▶ _Work required_: Pick out every line below that contains the word "instance", and copy each one.

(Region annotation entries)
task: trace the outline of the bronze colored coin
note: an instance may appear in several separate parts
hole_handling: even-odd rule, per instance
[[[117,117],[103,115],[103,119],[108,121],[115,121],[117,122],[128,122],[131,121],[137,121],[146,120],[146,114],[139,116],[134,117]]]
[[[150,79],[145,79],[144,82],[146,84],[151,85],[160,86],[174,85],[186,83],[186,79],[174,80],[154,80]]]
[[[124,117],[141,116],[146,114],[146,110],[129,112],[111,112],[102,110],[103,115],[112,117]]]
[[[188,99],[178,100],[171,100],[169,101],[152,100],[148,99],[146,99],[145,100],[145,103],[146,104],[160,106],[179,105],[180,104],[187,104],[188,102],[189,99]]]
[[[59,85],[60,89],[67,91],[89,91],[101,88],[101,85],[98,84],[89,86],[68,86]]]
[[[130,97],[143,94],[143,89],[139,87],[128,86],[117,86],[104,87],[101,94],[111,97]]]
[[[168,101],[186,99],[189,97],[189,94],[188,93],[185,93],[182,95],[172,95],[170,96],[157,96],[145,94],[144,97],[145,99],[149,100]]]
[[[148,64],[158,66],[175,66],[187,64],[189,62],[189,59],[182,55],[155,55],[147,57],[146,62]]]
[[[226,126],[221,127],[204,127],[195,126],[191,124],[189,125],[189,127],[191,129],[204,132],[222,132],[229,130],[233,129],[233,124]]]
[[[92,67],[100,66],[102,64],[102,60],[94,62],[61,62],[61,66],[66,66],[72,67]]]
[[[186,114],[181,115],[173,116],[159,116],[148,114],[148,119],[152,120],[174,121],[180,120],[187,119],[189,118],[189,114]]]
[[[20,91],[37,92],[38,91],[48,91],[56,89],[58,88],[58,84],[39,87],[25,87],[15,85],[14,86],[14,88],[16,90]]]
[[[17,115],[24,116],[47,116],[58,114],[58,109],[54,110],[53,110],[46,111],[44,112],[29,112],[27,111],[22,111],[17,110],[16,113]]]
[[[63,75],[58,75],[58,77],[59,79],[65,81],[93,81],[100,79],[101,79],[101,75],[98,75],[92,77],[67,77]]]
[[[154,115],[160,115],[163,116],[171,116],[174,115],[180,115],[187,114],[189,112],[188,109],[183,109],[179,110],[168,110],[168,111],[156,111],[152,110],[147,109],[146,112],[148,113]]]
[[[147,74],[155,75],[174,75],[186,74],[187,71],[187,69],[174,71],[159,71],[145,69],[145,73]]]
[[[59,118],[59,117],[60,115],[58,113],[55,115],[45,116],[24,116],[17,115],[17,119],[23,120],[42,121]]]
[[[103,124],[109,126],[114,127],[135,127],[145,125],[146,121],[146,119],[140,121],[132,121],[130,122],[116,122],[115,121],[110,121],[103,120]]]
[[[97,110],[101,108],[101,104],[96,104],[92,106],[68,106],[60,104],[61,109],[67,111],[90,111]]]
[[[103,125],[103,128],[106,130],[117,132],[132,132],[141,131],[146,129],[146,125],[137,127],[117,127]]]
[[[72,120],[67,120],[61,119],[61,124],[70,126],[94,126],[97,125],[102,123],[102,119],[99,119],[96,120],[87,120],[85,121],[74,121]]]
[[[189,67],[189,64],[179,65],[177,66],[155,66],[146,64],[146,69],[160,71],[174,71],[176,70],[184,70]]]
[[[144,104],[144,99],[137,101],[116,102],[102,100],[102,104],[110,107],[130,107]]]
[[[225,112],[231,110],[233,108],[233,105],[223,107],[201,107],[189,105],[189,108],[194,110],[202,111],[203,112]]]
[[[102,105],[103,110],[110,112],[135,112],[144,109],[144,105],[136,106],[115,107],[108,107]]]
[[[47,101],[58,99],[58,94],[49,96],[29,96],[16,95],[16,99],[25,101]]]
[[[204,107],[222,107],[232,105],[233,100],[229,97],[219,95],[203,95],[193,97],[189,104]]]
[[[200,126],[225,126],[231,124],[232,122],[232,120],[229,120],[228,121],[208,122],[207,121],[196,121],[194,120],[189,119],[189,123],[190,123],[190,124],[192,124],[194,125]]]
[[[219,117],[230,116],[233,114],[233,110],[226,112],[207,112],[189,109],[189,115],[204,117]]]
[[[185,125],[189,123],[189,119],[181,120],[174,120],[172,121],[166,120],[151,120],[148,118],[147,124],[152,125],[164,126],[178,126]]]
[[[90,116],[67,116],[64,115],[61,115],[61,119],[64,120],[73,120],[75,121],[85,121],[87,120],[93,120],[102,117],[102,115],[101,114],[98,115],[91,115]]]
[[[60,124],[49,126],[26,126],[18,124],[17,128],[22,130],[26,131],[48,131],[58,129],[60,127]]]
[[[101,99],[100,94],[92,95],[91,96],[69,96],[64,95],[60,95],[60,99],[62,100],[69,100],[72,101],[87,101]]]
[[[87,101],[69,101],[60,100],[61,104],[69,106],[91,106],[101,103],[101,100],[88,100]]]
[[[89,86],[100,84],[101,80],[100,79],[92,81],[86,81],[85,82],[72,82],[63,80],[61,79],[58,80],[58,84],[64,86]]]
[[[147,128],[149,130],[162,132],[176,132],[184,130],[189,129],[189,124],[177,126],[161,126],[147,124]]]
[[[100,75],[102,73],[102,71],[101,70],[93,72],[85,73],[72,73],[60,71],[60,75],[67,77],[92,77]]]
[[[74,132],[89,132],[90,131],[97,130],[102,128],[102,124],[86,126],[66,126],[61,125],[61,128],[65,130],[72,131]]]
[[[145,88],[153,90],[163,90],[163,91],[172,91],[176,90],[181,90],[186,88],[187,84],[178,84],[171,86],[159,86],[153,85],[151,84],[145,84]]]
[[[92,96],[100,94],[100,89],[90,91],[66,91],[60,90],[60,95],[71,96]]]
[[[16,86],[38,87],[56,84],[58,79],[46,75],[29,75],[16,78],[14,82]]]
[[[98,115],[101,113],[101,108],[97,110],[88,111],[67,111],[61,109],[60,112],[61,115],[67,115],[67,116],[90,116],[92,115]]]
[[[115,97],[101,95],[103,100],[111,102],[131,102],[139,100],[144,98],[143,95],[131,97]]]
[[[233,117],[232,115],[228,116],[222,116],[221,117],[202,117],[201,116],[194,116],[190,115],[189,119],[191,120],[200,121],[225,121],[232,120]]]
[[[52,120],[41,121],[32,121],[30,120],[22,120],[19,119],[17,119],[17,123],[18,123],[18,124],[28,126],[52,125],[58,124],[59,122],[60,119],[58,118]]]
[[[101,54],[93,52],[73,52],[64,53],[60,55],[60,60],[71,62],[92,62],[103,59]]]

▶ _Task result_:
note: an instance may appear in several separate parts
hole_handling: even-odd rule, per instance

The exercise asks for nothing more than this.